Records of labeled points:
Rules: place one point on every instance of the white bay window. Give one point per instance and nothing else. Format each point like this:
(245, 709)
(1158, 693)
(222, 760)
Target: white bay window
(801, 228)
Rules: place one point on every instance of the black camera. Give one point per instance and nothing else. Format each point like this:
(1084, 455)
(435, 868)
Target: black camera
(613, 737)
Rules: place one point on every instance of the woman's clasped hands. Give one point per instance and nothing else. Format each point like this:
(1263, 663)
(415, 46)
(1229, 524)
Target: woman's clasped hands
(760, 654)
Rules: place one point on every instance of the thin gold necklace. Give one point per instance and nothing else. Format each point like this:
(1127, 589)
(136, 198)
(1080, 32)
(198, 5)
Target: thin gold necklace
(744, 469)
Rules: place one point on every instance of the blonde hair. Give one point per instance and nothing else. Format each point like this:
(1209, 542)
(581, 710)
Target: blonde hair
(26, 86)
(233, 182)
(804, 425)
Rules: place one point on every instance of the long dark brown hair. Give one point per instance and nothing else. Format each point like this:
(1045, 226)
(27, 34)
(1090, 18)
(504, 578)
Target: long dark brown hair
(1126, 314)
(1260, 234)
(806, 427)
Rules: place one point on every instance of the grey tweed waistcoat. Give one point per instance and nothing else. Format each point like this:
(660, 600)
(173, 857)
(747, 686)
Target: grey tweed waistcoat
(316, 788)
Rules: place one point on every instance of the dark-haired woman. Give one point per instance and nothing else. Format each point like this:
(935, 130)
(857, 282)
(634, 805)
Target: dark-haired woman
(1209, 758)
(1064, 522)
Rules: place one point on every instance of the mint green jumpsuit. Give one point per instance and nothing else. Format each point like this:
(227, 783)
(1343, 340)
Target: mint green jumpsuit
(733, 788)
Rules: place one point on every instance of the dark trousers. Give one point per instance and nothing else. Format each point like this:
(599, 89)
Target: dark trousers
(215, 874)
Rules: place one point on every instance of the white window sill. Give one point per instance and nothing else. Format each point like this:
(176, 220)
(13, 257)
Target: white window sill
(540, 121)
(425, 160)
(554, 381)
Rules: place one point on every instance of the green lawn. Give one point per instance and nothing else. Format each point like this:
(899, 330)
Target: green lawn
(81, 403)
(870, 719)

TASK DESCRIPTION: Can you write out the records again with every "Rules" switched to "Instructions", leaving everything else unchanged?

RESULT:
Instructions: place one point on every instance of the white bay window. Give one point per instance and nothing else. Format each point like this:
(245, 709)
(1158, 693)
(222, 760)
Target: white bay window
(801, 228)
Instructions: place one point on every instance of the black camera. Give one point per instance and nothing else. Format each point like this:
(1084, 455)
(435, 868)
Target: black camera
(613, 737)
Instructions: place one point on every instance of the woman's clasped hands. Give one point per instance and nothing else. Format each point like this:
(1263, 663)
(415, 46)
(1229, 524)
Target: woman's clasped hands
(760, 654)
Instructions: place one point on every instance of the thin gold necklace. Give one point per instance and nothing else. Format each point like this:
(1127, 589)
(136, 198)
(1080, 32)
(198, 5)
Target: thin gold necklace
(744, 469)
Instructions: place one point on every instance of the blonde hair. Give one point per instance and nothing else. Format each point like this:
(1209, 542)
(581, 710)
Target: blonde hair
(26, 86)
(233, 182)
(804, 425)
Instructions: place one point on every instance of the long dark brown hair. Give one point per instance and nothing else. Format each point like this:
(1045, 226)
(27, 34)
(1090, 18)
(504, 578)
Target: long dark brown hair
(1126, 314)
(1260, 234)
(806, 427)
Instructions: place one point on every instance of the grey tweed waistcoat. Give one point per instance and nothing else. Format each point like this:
(660, 600)
(173, 857)
(747, 686)
Target: grey tweed waistcoat
(316, 788)
Instructions: place one point on every instance of the dark-haired woman. Give one point per instance and nothing else. Format each point like this:
(935, 130)
(857, 282)
(634, 805)
Target: dark-haired woman
(1209, 758)
(1064, 522)
Instructions: place one point on every instance of the mint green jumpsuit. Give one point per instance and nothing else. Format each point like this:
(227, 783)
(1343, 340)
Target: mint green jumpsuit
(733, 788)
Instructions: place one point on every instance of the dark trousers. Give one point per instance and nothing else. Format each point like this:
(599, 89)
Target: dark trousers
(215, 874)
Instructions: place one point on every instance of the white window sill. Give one point per instance and nothing else. Format each point like this:
(176, 220)
(13, 257)
Target: white window sill
(540, 121)
(425, 160)
(554, 381)
Instructions: place one point on every instance of the green lawn. Give one point per instance and nothing else. Format each point like this:
(899, 330)
Target: green lawn
(81, 403)
(870, 719)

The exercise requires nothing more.